## [Collected data]
===============
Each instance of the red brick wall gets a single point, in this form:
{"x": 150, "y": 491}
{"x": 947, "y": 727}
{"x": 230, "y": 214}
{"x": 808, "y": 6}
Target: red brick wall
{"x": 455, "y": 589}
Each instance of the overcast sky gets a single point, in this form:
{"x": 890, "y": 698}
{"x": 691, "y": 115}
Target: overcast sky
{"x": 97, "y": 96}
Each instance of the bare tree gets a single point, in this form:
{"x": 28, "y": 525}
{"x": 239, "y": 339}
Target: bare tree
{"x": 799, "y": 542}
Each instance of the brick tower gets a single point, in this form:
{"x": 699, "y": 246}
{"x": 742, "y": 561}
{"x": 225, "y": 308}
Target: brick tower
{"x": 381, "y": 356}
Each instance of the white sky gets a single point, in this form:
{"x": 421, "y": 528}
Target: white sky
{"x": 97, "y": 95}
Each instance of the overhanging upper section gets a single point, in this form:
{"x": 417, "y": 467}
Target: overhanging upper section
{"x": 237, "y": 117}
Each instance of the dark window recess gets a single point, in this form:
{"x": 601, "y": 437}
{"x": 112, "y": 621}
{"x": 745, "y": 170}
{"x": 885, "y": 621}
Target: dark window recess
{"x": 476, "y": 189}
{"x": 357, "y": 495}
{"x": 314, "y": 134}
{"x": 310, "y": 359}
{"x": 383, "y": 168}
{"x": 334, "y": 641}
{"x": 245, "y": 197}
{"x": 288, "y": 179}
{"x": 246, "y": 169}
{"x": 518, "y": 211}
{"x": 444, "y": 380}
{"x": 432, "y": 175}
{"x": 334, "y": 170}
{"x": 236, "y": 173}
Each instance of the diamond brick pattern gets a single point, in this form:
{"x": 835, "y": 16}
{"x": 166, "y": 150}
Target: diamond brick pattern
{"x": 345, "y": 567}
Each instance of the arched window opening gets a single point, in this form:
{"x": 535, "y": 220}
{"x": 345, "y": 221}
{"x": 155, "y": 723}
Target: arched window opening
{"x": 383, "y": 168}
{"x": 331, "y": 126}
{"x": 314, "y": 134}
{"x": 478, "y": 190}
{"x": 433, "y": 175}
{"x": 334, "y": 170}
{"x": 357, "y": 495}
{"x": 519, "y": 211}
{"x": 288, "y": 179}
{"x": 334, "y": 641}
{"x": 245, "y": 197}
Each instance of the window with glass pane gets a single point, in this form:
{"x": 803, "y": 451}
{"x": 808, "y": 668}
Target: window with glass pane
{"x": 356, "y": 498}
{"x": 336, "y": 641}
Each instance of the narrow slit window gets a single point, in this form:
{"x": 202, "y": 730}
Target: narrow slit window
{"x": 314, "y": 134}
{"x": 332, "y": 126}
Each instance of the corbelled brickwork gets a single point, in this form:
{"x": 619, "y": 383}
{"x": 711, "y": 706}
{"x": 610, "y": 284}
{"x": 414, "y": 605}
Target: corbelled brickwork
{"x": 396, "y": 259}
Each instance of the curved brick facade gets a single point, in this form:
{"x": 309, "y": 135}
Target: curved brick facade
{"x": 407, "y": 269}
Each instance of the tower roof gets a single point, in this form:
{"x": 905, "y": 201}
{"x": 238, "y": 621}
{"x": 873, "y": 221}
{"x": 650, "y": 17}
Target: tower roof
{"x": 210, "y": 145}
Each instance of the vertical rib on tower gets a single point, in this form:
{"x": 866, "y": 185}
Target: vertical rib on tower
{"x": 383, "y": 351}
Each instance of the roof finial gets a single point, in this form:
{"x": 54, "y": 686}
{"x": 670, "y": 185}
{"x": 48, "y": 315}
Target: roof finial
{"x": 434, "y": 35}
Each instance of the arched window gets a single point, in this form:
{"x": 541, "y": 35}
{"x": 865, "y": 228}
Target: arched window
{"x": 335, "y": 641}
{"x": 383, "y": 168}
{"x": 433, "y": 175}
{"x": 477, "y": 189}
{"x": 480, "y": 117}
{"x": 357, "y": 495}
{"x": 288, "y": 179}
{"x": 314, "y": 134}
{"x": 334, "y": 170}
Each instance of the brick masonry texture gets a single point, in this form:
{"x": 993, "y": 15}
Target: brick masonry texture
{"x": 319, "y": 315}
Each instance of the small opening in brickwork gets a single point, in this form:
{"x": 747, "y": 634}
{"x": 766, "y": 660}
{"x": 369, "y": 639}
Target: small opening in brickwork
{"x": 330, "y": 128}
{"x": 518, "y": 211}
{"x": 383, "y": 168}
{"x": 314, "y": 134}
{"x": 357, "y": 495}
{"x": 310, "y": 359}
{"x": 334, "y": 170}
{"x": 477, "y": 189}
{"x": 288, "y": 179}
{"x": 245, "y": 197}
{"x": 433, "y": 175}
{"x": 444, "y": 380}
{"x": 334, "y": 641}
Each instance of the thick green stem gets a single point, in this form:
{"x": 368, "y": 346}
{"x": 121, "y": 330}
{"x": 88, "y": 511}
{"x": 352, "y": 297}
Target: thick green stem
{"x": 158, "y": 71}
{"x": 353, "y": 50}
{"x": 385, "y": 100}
===============
## [Required work]
Word for word, return the lines from the one holding "Target: small opening in brickwork" through the end of the entries above.

## [Solution to this task]
Target: small opening in brickwork
{"x": 330, "y": 128}
{"x": 518, "y": 211}
{"x": 383, "y": 168}
{"x": 314, "y": 134}
{"x": 357, "y": 495}
{"x": 310, "y": 359}
{"x": 334, "y": 170}
{"x": 477, "y": 189}
{"x": 288, "y": 179}
{"x": 245, "y": 197}
{"x": 433, "y": 175}
{"x": 444, "y": 380}
{"x": 334, "y": 641}
Each instance of the thick green stem gets a single point, in this form:
{"x": 368, "y": 346}
{"x": 121, "y": 330}
{"x": 88, "y": 511}
{"x": 352, "y": 297}
Target: thick green stem
{"x": 158, "y": 71}
{"x": 353, "y": 50}
{"x": 385, "y": 100}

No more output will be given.